PAGE EXCERPT:
::::::
While I can’t personally confirm any of this stuff, I should think that if one really cares about correctness of attribution, that first-rate technical analysis corroborated by independent non-technical evidence should be a commendable standard.

• The frightening specter raised in response to the danger (a quite genuine danger, I accept) of incorrect attribution is that the US will start a war on the basis of some geeks looking at IP packets.

Since this alarm was raised, Israel claims to have blown up a building in response to a cyberattack — apparently, the first such incidence in history.

The capabilities of the US are so vast, that it is (a) less likely to make a mistaken attribution, and (b) will have many alternatives to violence for responding to such an attribution.

Most likely it will be states other than the US, risking such war by mistake.

albert June 2, 2019 10:48 AM

@Mike D.,

“Do you believe in UFOs?”

Asked by the General Manager of a company I worked for.

Ah, that life should be so simple…to see the world in Black -or- White; no Greys allowed.

But you’re right, meaningless questions deserve meaningless answers.

. .. . .. — ….

MarkH June 2, 2019 11:11 AM

@albert:

My answer would be:

Yes! I believe that every day, many people see things in the sky they fail to identify!

MarkH June 2, 2019 11:28 AM

@Frank Vega:

Somebody named either “Frank Vega” or “Frank Vega Delgado” seems to have proved:

In 2010, P ≠ NP

In 2012, P ≠ NP

In 2015, P = NP

In 2016, P ≠ NP

I got these from Gerhard J. Woeginger’s page which tracks results in the P vs. NP problem.

The second link you posted above seems to be a newer paper (or perhaps, a revision to one of the above) proving that P = NP. I didn’t find a date, but it cites references later than 2016.

Apparently, the Frank Vega proofs are now running three “not equal” to two “equal”. Not equal is still ahead, but equal is catching up!

You might want to submit the newer work to Gerhard so he can update his list.

Otter June 2, 2019 5:59 PM

@ MarkH

“Most likely it will be states other than the US, risking such war by mistake.”

Us has a long history of risking, indeed seeking, war by purpose.

You, perhaps unknowning, admitted this when you said “Pavlovian response”. Pavlov did, after all, provide dinner after ringing the bell.

I think you should have stopped and deleted when you wrote, “I can’t personally confirm any of this stuff”.

Danny June 2, 2019 6:44 PM

Never liked the word cyber used in this context. Cyber is internet consensual adults doing/talking stuff to each other.

Ergo Sum June 2, 2019 7:50 PM

@MarkH…

The capabilities of the US are so vast, that it is (a) less likely to make a mistaken attribution, and (b) will have many alternatives to violence for responding to such an attribution.
::::::
GIVEN RECORDS:
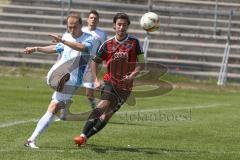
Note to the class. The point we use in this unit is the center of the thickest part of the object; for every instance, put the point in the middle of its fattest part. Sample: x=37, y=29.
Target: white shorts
x=88, y=81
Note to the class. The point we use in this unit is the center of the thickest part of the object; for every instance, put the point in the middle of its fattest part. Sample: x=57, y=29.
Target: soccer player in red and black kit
x=122, y=55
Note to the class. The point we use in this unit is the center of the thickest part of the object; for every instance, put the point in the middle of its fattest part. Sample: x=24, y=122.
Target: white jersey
x=69, y=53
x=69, y=62
x=99, y=35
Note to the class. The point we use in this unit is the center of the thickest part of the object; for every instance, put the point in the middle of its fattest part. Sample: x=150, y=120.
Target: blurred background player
x=100, y=36
x=73, y=44
x=121, y=53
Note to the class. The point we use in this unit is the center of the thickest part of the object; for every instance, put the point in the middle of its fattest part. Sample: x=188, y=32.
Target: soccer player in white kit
x=100, y=36
x=72, y=45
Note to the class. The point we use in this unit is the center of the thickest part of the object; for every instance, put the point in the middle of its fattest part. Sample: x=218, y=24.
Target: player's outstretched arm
x=46, y=49
x=74, y=45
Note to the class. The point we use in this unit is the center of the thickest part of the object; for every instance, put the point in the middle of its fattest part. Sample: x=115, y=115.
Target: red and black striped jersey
x=120, y=58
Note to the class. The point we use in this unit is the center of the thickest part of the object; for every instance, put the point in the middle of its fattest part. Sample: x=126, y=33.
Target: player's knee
x=104, y=104
x=96, y=113
x=64, y=109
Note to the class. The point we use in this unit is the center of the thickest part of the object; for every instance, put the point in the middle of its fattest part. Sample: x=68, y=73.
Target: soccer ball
x=150, y=22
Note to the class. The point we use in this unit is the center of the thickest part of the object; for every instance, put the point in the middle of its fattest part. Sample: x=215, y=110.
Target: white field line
x=9, y=124
x=14, y=123
x=174, y=108
x=160, y=151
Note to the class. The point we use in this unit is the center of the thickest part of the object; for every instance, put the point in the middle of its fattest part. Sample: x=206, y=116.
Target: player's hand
x=56, y=38
x=97, y=83
x=127, y=78
x=29, y=50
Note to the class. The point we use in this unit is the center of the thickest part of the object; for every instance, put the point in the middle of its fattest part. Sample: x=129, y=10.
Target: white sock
x=43, y=124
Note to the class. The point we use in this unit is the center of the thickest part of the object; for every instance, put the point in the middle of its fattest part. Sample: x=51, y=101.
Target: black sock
x=99, y=125
x=92, y=120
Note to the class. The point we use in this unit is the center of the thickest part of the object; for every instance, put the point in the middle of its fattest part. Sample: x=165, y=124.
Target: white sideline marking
x=14, y=123
x=9, y=124
x=175, y=108
x=160, y=151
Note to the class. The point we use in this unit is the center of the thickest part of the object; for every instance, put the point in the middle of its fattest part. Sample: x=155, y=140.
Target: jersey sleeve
x=101, y=53
x=139, y=51
x=88, y=43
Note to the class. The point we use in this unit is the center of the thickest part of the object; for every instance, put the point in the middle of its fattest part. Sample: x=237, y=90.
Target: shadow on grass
x=136, y=124
x=144, y=150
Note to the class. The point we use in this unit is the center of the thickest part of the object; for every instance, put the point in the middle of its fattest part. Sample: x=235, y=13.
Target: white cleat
x=31, y=144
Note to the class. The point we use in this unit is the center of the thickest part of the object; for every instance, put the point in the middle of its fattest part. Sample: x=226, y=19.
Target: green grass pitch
x=193, y=121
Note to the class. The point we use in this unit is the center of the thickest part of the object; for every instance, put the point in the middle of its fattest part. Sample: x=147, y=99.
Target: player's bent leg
x=92, y=121
x=42, y=125
x=90, y=96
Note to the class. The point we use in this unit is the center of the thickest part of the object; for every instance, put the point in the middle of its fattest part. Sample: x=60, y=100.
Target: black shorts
x=116, y=96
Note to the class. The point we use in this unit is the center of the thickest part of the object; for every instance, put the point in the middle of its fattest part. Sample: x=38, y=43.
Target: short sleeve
x=59, y=48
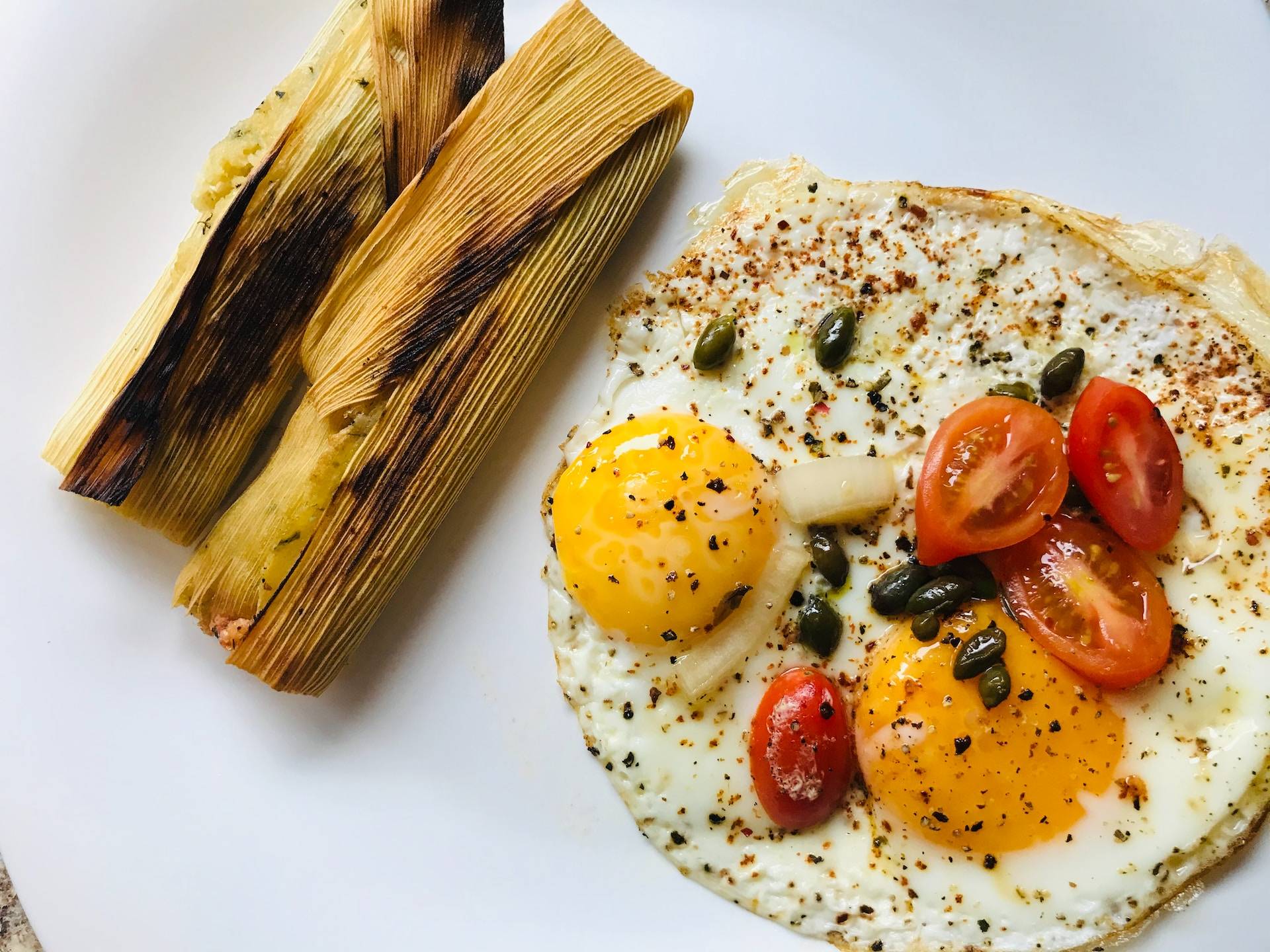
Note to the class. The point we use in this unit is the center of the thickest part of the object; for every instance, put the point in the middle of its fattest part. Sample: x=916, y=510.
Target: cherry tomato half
x=1090, y=600
x=800, y=750
x=994, y=471
x=1127, y=461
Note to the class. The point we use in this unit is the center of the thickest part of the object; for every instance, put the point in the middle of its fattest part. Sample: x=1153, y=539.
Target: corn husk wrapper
x=172, y=415
x=433, y=333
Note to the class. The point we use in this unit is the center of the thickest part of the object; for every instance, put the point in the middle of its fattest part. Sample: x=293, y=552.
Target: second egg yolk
x=658, y=524
x=964, y=776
::::::
STATED EXERCISE:
Answer these about the comment thread:
1. What does Israel claim to have done in response to a cyberattack?
2. Whose page tracks results in the P vs. NP problem?
3. According to Danny, what is cyber?

TASK OUTPUT:
1. Blown up a building.
2. Gerhard J. Woeginger's.
3. Internet consensual adults doing or talking stuff to each other.